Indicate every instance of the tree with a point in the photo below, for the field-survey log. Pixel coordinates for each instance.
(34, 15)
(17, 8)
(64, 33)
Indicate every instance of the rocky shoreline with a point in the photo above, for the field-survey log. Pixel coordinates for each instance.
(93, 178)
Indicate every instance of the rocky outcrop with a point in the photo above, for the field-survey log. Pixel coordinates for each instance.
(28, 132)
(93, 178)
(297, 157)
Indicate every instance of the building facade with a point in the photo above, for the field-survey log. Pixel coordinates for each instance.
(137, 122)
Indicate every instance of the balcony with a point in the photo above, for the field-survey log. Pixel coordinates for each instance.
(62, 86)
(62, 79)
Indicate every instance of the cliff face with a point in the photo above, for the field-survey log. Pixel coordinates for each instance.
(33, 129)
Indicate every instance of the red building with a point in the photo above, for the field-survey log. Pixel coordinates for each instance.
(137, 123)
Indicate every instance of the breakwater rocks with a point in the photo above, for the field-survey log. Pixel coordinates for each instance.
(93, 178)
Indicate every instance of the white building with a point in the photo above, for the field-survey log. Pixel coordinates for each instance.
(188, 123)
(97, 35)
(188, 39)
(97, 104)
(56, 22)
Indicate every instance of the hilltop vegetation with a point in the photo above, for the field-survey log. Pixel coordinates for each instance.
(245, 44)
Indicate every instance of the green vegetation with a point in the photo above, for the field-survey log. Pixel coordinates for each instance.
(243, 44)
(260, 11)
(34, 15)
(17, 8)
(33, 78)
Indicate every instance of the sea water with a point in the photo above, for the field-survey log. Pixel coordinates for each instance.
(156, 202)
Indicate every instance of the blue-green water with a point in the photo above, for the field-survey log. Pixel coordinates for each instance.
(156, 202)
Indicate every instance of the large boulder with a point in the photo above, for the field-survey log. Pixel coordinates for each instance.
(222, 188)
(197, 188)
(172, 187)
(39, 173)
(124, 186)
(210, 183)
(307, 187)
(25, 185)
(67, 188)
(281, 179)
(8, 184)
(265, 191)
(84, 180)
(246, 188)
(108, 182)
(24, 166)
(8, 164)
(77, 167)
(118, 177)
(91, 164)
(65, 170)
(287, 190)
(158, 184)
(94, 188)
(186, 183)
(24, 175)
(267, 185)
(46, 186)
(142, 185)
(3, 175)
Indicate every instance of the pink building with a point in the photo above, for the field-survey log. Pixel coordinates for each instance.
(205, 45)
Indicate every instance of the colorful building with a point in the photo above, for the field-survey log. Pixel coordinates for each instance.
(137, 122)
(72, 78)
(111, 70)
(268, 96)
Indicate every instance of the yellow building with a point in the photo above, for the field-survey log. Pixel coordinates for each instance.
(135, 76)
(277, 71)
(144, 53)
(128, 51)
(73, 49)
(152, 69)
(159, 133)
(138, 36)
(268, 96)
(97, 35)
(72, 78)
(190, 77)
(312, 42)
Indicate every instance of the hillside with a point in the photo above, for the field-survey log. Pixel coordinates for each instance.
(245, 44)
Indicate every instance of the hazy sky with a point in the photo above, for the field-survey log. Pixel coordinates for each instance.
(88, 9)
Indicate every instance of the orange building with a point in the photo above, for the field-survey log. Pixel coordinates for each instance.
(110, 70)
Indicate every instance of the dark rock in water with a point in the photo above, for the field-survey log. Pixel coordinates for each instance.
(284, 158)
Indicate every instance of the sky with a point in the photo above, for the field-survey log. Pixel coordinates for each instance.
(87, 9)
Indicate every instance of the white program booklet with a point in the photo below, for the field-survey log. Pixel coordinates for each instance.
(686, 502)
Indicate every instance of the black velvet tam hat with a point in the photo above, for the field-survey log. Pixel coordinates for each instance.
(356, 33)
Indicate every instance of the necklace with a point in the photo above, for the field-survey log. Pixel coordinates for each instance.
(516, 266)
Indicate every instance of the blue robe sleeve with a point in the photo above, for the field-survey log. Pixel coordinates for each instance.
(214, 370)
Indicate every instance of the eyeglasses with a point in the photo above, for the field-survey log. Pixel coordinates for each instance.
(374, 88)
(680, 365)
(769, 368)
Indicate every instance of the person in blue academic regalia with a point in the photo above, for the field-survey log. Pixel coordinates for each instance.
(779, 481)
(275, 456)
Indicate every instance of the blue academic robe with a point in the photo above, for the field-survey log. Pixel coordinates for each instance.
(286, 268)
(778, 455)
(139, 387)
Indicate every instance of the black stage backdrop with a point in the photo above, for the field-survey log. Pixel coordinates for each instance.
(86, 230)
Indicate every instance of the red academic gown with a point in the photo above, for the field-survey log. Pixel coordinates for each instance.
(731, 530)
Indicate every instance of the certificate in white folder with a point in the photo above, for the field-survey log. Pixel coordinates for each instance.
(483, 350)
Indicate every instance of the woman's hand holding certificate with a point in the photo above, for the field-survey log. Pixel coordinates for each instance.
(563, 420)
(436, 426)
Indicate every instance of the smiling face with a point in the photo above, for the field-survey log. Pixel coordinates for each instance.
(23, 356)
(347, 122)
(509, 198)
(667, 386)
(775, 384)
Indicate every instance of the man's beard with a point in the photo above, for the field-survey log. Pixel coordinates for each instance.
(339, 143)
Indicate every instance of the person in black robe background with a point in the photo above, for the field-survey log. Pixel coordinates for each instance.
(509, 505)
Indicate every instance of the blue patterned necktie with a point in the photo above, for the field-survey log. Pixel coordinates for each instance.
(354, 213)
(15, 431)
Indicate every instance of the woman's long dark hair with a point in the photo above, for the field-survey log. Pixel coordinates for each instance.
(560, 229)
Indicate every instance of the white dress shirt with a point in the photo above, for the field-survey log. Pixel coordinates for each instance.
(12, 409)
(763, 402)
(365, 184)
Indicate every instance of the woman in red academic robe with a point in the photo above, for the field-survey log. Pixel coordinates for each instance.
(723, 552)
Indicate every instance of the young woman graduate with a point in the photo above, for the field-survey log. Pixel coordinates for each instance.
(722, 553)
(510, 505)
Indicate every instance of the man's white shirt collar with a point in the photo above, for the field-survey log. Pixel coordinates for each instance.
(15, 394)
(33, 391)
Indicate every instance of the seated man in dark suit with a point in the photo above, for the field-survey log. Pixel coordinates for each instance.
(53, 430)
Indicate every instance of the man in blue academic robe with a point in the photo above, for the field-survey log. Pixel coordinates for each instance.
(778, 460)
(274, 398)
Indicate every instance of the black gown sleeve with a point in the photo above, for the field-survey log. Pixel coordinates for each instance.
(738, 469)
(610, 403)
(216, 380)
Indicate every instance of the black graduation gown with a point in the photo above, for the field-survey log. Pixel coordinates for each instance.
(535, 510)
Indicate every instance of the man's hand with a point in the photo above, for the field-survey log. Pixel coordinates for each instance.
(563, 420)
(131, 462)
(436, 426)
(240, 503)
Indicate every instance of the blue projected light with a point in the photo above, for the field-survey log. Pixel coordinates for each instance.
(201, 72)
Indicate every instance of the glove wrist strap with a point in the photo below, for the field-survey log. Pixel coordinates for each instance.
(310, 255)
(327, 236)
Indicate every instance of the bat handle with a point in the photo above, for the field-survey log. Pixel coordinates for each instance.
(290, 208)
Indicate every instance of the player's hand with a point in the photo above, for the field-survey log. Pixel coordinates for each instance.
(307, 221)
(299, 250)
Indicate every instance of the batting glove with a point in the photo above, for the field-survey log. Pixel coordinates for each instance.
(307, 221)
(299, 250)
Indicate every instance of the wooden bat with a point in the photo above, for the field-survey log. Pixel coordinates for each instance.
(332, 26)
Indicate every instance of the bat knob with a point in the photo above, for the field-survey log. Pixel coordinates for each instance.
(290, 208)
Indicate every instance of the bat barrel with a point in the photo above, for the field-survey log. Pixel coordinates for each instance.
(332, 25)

———

## SET PROBLEM:
Extract every line from the one containing "Indicate every instance of the player's" through the last line of the data, inclusive, exactly as written.

## RESPONSE:
Indicate every instance of the player's hand with a point in the photo above, for the field-survey log. Pixel coordinates for each instance.
(307, 221)
(299, 250)
Indicate every instance of the batting glove with a point in the photo above, for the field-survey log. Pixel coordinates for each instance.
(307, 221)
(299, 250)
Indicate every instance of the wooden bat with a point in the photo above, for the field-survey log. Pixel coordinates for each instance.
(332, 26)
Indicate every instance of the bat knob with a point in the photo above, for the field-survey log. Pixel coordinates for each instance.
(290, 208)
Indicate every instance of the bat barrel with a point in the photo above, for the field-survey log. Pixel coordinates for each instance.
(332, 25)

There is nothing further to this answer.